Problem: Please restate the following records word for word.

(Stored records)
--- begin ---

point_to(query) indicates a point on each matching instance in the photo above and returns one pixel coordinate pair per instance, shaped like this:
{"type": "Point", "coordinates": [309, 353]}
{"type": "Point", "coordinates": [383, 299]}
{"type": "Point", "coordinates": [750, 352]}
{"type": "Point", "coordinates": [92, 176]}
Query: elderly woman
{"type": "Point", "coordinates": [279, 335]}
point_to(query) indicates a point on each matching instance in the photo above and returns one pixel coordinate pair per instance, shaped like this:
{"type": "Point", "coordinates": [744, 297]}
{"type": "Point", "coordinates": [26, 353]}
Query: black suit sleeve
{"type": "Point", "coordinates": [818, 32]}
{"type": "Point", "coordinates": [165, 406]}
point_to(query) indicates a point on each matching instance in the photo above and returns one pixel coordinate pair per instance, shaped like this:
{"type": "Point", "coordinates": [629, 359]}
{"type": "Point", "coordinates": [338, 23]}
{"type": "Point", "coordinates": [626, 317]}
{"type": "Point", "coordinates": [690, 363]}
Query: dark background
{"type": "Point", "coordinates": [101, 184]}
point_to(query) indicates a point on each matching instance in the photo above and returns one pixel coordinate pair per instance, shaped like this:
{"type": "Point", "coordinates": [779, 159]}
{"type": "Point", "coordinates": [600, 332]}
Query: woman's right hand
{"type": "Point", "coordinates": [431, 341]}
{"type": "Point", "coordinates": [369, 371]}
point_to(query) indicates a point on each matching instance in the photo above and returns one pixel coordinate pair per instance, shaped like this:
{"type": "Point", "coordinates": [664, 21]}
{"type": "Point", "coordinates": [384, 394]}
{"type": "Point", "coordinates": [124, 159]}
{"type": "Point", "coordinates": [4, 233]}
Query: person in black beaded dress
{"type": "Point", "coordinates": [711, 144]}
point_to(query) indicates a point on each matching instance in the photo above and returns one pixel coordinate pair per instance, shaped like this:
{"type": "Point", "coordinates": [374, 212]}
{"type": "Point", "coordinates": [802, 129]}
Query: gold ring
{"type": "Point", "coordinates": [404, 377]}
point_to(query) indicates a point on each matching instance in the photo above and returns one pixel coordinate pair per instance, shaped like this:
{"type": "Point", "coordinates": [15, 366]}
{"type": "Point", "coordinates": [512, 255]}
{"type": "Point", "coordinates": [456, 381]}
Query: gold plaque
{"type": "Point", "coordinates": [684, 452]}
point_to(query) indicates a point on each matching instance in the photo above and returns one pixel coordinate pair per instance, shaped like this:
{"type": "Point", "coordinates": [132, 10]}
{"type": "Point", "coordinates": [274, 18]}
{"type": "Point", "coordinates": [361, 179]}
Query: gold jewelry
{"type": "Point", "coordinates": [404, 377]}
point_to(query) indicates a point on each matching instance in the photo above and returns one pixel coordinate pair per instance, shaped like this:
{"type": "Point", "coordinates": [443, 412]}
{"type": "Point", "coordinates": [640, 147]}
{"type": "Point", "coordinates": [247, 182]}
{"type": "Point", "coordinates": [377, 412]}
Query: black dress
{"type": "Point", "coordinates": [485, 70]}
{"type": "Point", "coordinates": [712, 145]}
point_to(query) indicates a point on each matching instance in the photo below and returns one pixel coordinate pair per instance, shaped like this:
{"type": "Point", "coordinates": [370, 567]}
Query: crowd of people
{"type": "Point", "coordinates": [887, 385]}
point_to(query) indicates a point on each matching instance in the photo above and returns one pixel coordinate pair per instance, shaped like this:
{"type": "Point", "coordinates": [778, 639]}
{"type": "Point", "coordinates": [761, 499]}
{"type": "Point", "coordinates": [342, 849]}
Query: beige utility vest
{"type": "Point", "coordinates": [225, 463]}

--- end ---

Written answer:
point_to(query) indicates a point on each matching instance in the photo above and returns one pixel coordinate pair per instance, shaped like this:
{"type": "Point", "coordinates": [309, 353]}
{"type": "Point", "coordinates": [383, 299]}
{"type": "Point", "coordinates": [750, 352]}
{"type": "Point", "coordinates": [92, 176]}
Query: elderly woman
{"type": "Point", "coordinates": [279, 335]}
point_to(query) indicates a point on each matching instance in the photo above and returns one pixel coordinate pair per instance, shaped like this:
{"type": "Point", "coordinates": [744, 297]}
{"type": "Point", "coordinates": [26, 353]}
Query: black suit sleeve
{"type": "Point", "coordinates": [818, 32]}
{"type": "Point", "coordinates": [165, 406]}
point_to(query) indicates a point on each matching instance in the photo above and returns one pixel coordinate pair per instance, shaped like this:
{"type": "Point", "coordinates": [629, 359]}
{"type": "Point", "coordinates": [338, 23]}
{"type": "Point", "coordinates": [626, 317]}
{"type": "Point", "coordinates": [690, 363]}
Query: dark background
{"type": "Point", "coordinates": [101, 184]}
point_to(query) indicates a point on each matching instance in the photo above and returns one pixel coordinate pair per instance, shaped like this:
{"type": "Point", "coordinates": [779, 159]}
{"type": "Point", "coordinates": [600, 332]}
Query: woman's right hand
{"type": "Point", "coordinates": [431, 341]}
{"type": "Point", "coordinates": [369, 371]}
point_to(query) indicates a point on each matching instance in the photo above and returns one pixel coordinate pair per instance, shaped like this:
{"type": "Point", "coordinates": [664, 21]}
{"type": "Point", "coordinates": [384, 394]}
{"type": "Point", "coordinates": [124, 159]}
{"type": "Point", "coordinates": [4, 233]}
Query: person in black beaded dress
{"type": "Point", "coordinates": [711, 144]}
point_to(query) indicates a point on each matching instance in the photo above and returns one pixel coordinate pair per instance, shaped like this:
{"type": "Point", "coordinates": [374, 212]}
{"type": "Point", "coordinates": [802, 129]}
Query: gold ring
{"type": "Point", "coordinates": [404, 377]}
point_to(query) indicates a point on each matching instance in the photo above and returns one pixel coordinate pair per instance, shaped like this:
{"type": "Point", "coordinates": [15, 366]}
{"type": "Point", "coordinates": [512, 255]}
{"type": "Point", "coordinates": [456, 381]}
Query: gold plaque
{"type": "Point", "coordinates": [684, 452]}
point_to(query) indicates a point on each matching instance in the photo above and returns one pixel coordinate pair per instance, shaped like this:
{"type": "Point", "coordinates": [132, 10]}
{"type": "Point", "coordinates": [274, 18]}
{"type": "Point", "coordinates": [361, 179]}
Query: gold jewelry
{"type": "Point", "coordinates": [404, 377]}
point_to(query) indicates a point on each matching instance in the photo above and returns one pixel coordinate pair per instance, shaped like this:
{"type": "Point", "coordinates": [443, 412]}
{"type": "Point", "coordinates": [640, 147]}
{"type": "Point", "coordinates": [247, 182]}
{"type": "Point", "coordinates": [377, 412]}
Query: black dress
{"type": "Point", "coordinates": [485, 70]}
{"type": "Point", "coordinates": [712, 145]}
point_to(query) indicates a point on each matching instance in the photo below and returns one pixel coordinate pair per instance, shaped like this:
{"type": "Point", "coordinates": [370, 567]}
Query: crowd of people
{"type": "Point", "coordinates": [887, 385]}
point_to(query) indicates a point on each matching instance in the photo above and returns one pixel coordinate pair per instance, shaped like this:
{"type": "Point", "coordinates": [778, 639]}
{"type": "Point", "coordinates": [761, 499]}
{"type": "Point", "coordinates": [342, 849]}
Query: beige utility vest
{"type": "Point", "coordinates": [225, 463]}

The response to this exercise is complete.